Dataset entries:
══════

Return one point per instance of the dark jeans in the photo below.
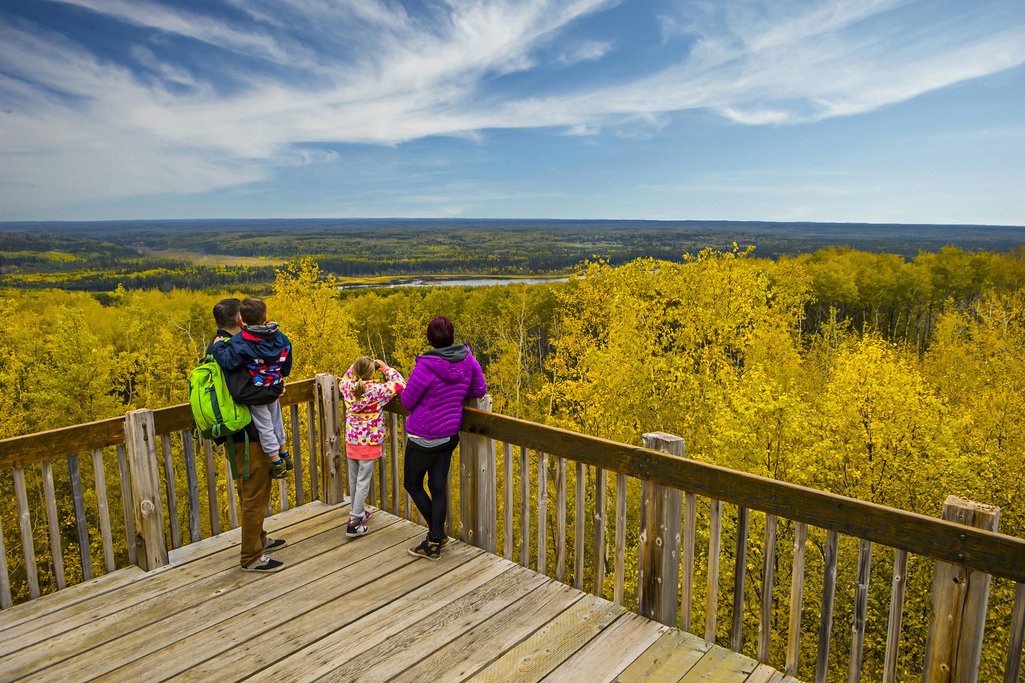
(435, 464)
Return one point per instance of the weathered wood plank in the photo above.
(825, 615)
(1013, 666)
(81, 521)
(666, 660)
(99, 481)
(620, 541)
(195, 514)
(127, 505)
(542, 513)
(996, 554)
(768, 576)
(561, 520)
(400, 599)
(690, 531)
(609, 652)
(56, 552)
(547, 647)
(476, 648)
(213, 506)
(172, 499)
(860, 611)
(796, 598)
(25, 450)
(601, 479)
(740, 569)
(711, 589)
(899, 583)
(524, 507)
(25, 522)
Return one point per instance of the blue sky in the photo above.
(841, 110)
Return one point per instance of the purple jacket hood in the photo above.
(441, 380)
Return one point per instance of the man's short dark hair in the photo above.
(253, 312)
(226, 313)
(440, 332)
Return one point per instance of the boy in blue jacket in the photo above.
(267, 353)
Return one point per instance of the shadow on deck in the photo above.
(343, 610)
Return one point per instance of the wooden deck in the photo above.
(344, 610)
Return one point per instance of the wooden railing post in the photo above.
(658, 565)
(140, 440)
(331, 452)
(478, 485)
(959, 598)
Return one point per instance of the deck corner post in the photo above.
(478, 485)
(140, 442)
(658, 562)
(959, 598)
(332, 453)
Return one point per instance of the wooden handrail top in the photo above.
(30, 449)
(995, 554)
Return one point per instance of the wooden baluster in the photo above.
(172, 500)
(394, 440)
(53, 522)
(796, 598)
(542, 513)
(579, 501)
(5, 597)
(211, 487)
(601, 479)
(149, 510)
(293, 411)
(561, 520)
(188, 446)
(740, 570)
(711, 592)
(81, 521)
(768, 576)
(896, 615)
(99, 480)
(507, 500)
(312, 442)
(620, 550)
(690, 530)
(127, 504)
(25, 521)
(524, 507)
(825, 616)
(1016, 636)
(233, 513)
(860, 610)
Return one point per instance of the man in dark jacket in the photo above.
(254, 492)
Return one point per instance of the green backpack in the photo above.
(215, 412)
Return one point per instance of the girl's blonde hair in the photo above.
(363, 368)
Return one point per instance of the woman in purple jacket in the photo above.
(441, 380)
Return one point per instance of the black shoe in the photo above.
(264, 565)
(427, 550)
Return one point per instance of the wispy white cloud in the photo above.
(76, 123)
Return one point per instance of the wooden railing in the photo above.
(671, 520)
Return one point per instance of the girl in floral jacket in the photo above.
(365, 399)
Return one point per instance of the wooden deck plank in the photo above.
(373, 652)
(554, 643)
(421, 585)
(671, 656)
(610, 651)
(478, 647)
(721, 666)
(331, 597)
(139, 594)
(127, 634)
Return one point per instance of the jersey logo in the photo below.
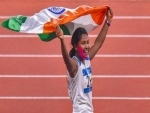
(56, 10)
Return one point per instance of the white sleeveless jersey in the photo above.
(80, 88)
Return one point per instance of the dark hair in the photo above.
(75, 39)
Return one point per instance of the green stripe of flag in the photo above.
(49, 37)
(14, 23)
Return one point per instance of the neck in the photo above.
(79, 57)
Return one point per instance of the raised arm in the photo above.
(70, 63)
(101, 36)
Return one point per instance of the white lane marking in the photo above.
(67, 36)
(58, 56)
(66, 98)
(64, 76)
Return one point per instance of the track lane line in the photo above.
(58, 56)
(64, 98)
(64, 76)
(67, 36)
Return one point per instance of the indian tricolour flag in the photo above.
(43, 23)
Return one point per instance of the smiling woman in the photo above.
(79, 66)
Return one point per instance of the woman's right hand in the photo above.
(59, 32)
(109, 15)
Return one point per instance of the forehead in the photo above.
(84, 37)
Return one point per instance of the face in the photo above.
(83, 46)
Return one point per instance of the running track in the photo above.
(33, 74)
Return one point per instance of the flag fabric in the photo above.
(43, 23)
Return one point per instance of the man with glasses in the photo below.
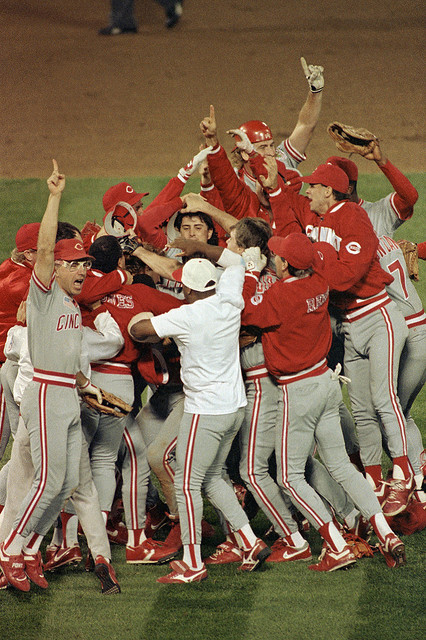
(50, 406)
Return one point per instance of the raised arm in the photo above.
(310, 112)
(45, 262)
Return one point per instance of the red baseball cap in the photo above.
(330, 176)
(347, 165)
(26, 237)
(296, 248)
(121, 192)
(71, 249)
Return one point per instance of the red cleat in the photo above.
(399, 495)
(63, 557)
(393, 551)
(225, 553)
(14, 570)
(117, 533)
(150, 552)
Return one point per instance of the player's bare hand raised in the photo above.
(209, 128)
(270, 182)
(56, 182)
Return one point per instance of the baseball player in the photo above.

══════

WHAT IS REQUIRED »
This exercise calls for the records to be given again exactly, without the images.

REPLY TO THE TASK »
Return one point per instance of the dark jeans in the photo below.
(435, 464)
Return one point per instance of the weathered wood plank in the photo above.
(825, 615)
(1013, 666)
(81, 521)
(666, 660)
(99, 481)
(620, 541)
(195, 514)
(127, 505)
(542, 513)
(996, 554)
(768, 576)
(561, 520)
(400, 599)
(690, 531)
(609, 652)
(56, 552)
(547, 647)
(476, 648)
(213, 506)
(172, 499)
(860, 611)
(796, 598)
(25, 450)
(601, 479)
(740, 569)
(711, 589)
(899, 583)
(524, 507)
(25, 522)
Return one point per instance of the blue sky in the photo above.
(841, 110)
Return one point per instance of the purple jacket hood in the photo above.
(441, 380)
Return one point per instance of the man's short dark hair in the photo above.
(253, 312)
(226, 313)
(440, 332)
Return one point per instance of the boy in blue jacket in the photo above.
(267, 353)
Return one point per instance of the shadow on deck in the photo above.
(343, 610)
Return one point per instance of the wooden deck in the photo above.
(344, 610)
Return one point per instance of the wooden railing post in the photo above.
(658, 565)
(140, 440)
(331, 452)
(478, 485)
(959, 598)
Return one point per instance of the deck corner post in the photo above.
(478, 485)
(140, 442)
(658, 562)
(959, 598)
(332, 453)
Return one point per instance of the wooden handrail top in the photo above.
(30, 449)
(995, 554)
Return one point per instance of the wooden baluster in the photo above.
(172, 500)
(394, 440)
(53, 522)
(796, 598)
(542, 513)
(579, 501)
(5, 597)
(211, 487)
(601, 479)
(149, 510)
(293, 411)
(561, 520)
(188, 446)
(740, 570)
(711, 592)
(81, 521)
(768, 576)
(896, 615)
(99, 480)
(507, 500)
(312, 442)
(620, 550)
(690, 530)
(127, 504)
(25, 521)
(524, 507)
(825, 616)
(1016, 636)
(233, 513)
(860, 610)
Return one point per instance of the man in dark jacket in the photo above.
(254, 492)
Return one point per instance of the green backpack in the photo above.
(215, 412)
Return one point per instance of the girl's blonde hair in the photo above.
(363, 368)
Return one point per instance of the woman in purple jacket in the photo above.
(441, 380)
Return one point per instance of the black shoe in the photo above.
(264, 565)
(427, 550)
Return one point per instance of the wispy white cloud in the photo above.
(76, 123)
Return one point per instance of the wooden railing in the photo above.
(671, 520)
Return one point per instance of the girl in floral jacket in the photo above.
(365, 399)
Return one point per instance of the wooden deck plank in the photo above.
(373, 652)
(554, 643)
(421, 585)
(671, 656)
(610, 651)
(478, 647)
(721, 666)
(331, 597)
(139, 594)
(127, 634)
Return one point per instance of the jersey logo in the photo below.
(56, 10)
Return one point per instance of the white sleeveless jersey in the photo above.
(80, 88)
Return one point per instance of the dark hair in the photo above.
(75, 39)
Return one point per instance of the green stripe of flag in the photo above.
(49, 37)
(14, 23)
Return one point per instance of the neck in the photo above.
(79, 57)
Return one point per instance of the raised arm in the photo above.
(70, 63)
(101, 36)
Return one point per instance of the white lane marking in the photo above.
(67, 36)
(58, 56)
(66, 98)
(64, 76)
Return one point per instance of the track lane line in the photo above.
(58, 56)
(64, 98)
(64, 76)
(67, 36)
Return one point per instance of the indian tricolour flag in the photo above.
(43, 23)
Return one point per instance of the smiling woman in the photo above.
(79, 66)
Return one point per instance of the woman's right hand in the photo above.
(59, 32)
(109, 15)
Return one point per instance of the forehead in the photo above.
(84, 37)
Return one point per instance of the face in the photo above.
(83, 46)
Return one point per instance of the running track in the photo above.
(33, 74)
Return one point per instance of the flag fabric in the photo above.
(43, 23)
Return one point per instance of the man with glasses in the photo below.
(50, 406)
Return one point per instance of the raised arm in the photo above.
(310, 112)
(45, 262)
Return one point per instance of the red baseball cap in the photo above.
(330, 176)
(347, 165)
(26, 237)
(296, 248)
(121, 192)
(71, 249)
Return one point per instance of the red cleat in the photo above.
(399, 495)
(63, 557)
(393, 551)
(225, 553)
(14, 570)
(117, 533)
(150, 552)
Return one point per instance of the player's bare hand raised in the photo above.
(209, 128)
(270, 182)
(56, 182)
Return one point per instance of the baseball player in the photo above.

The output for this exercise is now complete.